Exercise description
Print each entry as it appears. Images stay out of the copy.

Dataset extract
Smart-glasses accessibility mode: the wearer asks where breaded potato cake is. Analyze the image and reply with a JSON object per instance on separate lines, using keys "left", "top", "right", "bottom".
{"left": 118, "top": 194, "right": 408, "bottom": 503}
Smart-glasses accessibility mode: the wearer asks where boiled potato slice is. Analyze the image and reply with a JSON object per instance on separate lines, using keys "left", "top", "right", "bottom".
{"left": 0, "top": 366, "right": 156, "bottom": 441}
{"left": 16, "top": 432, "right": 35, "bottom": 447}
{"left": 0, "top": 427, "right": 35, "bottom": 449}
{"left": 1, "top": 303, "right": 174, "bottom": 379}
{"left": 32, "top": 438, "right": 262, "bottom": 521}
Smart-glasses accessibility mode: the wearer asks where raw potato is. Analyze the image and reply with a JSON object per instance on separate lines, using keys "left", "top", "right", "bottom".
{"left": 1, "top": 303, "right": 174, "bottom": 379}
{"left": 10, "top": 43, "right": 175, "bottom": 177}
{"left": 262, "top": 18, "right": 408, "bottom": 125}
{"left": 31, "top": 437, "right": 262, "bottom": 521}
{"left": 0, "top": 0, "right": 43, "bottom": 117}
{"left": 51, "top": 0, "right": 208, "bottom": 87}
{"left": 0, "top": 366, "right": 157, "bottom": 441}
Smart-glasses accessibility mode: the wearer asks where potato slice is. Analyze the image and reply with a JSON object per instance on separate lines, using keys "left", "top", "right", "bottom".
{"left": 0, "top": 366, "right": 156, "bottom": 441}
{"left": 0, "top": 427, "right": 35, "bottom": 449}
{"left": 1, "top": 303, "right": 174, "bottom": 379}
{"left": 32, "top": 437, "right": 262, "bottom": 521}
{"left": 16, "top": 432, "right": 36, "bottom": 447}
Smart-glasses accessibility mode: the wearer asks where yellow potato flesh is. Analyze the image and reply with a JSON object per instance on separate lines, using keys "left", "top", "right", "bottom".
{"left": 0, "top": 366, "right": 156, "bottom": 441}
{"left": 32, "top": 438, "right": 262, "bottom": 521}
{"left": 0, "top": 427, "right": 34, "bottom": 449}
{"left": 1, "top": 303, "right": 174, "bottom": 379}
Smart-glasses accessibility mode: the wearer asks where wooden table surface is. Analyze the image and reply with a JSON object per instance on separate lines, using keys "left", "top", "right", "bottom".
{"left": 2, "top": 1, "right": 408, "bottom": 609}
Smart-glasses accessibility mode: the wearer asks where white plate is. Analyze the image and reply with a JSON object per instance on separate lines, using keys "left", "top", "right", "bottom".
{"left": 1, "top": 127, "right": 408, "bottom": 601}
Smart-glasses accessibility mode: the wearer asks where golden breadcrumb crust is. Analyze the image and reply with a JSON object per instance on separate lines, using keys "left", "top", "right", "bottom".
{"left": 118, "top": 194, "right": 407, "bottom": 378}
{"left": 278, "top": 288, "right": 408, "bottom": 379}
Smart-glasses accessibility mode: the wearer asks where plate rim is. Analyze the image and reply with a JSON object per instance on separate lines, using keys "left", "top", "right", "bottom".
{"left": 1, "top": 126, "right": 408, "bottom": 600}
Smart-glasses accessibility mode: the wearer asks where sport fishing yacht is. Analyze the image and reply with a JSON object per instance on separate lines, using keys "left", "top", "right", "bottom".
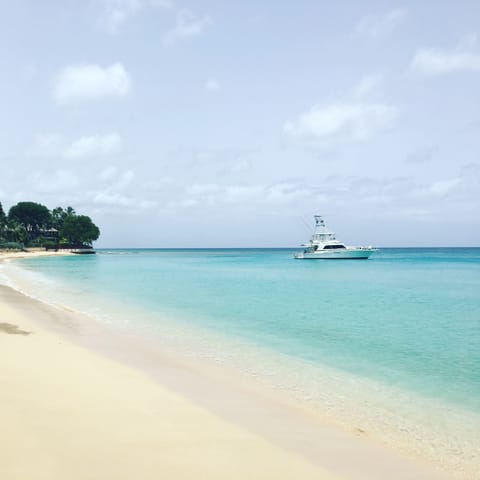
{"left": 294, "top": 216, "right": 377, "bottom": 259}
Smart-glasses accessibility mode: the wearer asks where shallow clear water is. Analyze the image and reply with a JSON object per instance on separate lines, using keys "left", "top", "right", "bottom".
{"left": 5, "top": 248, "right": 480, "bottom": 413}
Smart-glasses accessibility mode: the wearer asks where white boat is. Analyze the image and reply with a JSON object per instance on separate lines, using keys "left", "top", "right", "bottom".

Response
Smart-glasses accessibility mode: the wearer asks where breaded potato cake is. Analyze the image and reply with a JSON object per instance on separate lines, using keys "left", "top", "right", "bottom".
{"left": 118, "top": 194, "right": 408, "bottom": 503}
Smart-glasses accessibility mode: the wearer asks where boiled potato slice is. Analyze the image and reply with a JSON object per instance on separate lines, using keys "left", "top", "right", "bottom".
{"left": 0, "top": 366, "right": 156, "bottom": 441}
{"left": 16, "top": 432, "right": 35, "bottom": 447}
{"left": 0, "top": 427, "right": 35, "bottom": 449}
{"left": 1, "top": 303, "right": 174, "bottom": 379}
{"left": 32, "top": 438, "right": 262, "bottom": 521}
Smart-glasses accessibility mode: the wearer asks where raw potato is. Analyze the image and reply with a JSON object per instance on separate lines, using keys "left", "top", "right", "bottom".
{"left": 1, "top": 303, "right": 174, "bottom": 379}
{"left": 10, "top": 43, "right": 175, "bottom": 177}
{"left": 262, "top": 18, "right": 408, "bottom": 125}
{"left": 31, "top": 437, "right": 262, "bottom": 521}
{"left": 0, "top": 0, "right": 43, "bottom": 117}
{"left": 51, "top": 0, "right": 208, "bottom": 87}
{"left": 0, "top": 366, "right": 157, "bottom": 441}
Smart-glasses accessibility mode: the wearer asks where potato slice is. Analyze the image and reply with a JSON object per instance on separate lines, using keys "left", "top", "right", "bottom".
{"left": 0, "top": 366, "right": 156, "bottom": 441}
{"left": 0, "top": 427, "right": 35, "bottom": 449}
{"left": 1, "top": 303, "right": 174, "bottom": 379}
{"left": 32, "top": 437, "right": 262, "bottom": 521}
{"left": 16, "top": 432, "right": 36, "bottom": 447}
Smart-glasses accessibility mode: the wearer asks where yellow potato flesh is. Analyze the image and reply with a JSON object per instance on separate lines, using keys "left", "top", "right", "bottom".
{"left": 0, "top": 366, "right": 156, "bottom": 441}
{"left": 32, "top": 438, "right": 262, "bottom": 521}
{"left": 0, "top": 427, "right": 34, "bottom": 449}
{"left": 1, "top": 303, "right": 174, "bottom": 379}
Smart-glasses accessibility mode: the wearer asks where wooden table surface is. Analyze the image and reply with a JSON object per instance on separate lines, using keys "left", "top", "right", "bottom".
{"left": 2, "top": 1, "right": 408, "bottom": 609}
Smart-glasses accessibility mode: the wearer asks where white plate is. Analyze the image and reply with a JSON object per instance on separate lines, using keys "left", "top", "right", "bottom".
{"left": 1, "top": 127, "right": 408, "bottom": 601}
Smart-glasses accessibility mode: the wearer asks where golden breadcrumb crust is. Analyze the image and reply with a JSON object per instance on separate lines, using keys "left", "top", "right", "bottom".
{"left": 118, "top": 194, "right": 407, "bottom": 378}
{"left": 278, "top": 288, "right": 408, "bottom": 379}
Smart-glasses accessibility mode: the wearer asks where plate rim is. Analyze the image and reply with a JSON object per instance on separate lines, using keys "left", "top", "right", "bottom".
{"left": 1, "top": 126, "right": 408, "bottom": 600}
Smart-glasses accessibility mode: the wearer asks where sport fishing yacht is. Analyze the image and reply with a JSON object per instance on separate lines, using keys "left", "top", "right", "bottom".
{"left": 294, "top": 216, "right": 377, "bottom": 259}
Smart-glasses accessibility mode: the wearer asks where shallow clear water is. Analyze the image and reply with a JSON object per instance on separate lines, using keys "left", "top", "right", "bottom".
{"left": 5, "top": 248, "right": 480, "bottom": 413}
Smart-glasses accessibility mode: the wearer asks where white boat is. Analyze the image and reply with a JSON object per instance on separate lines, using keys "left", "top", "right", "bottom".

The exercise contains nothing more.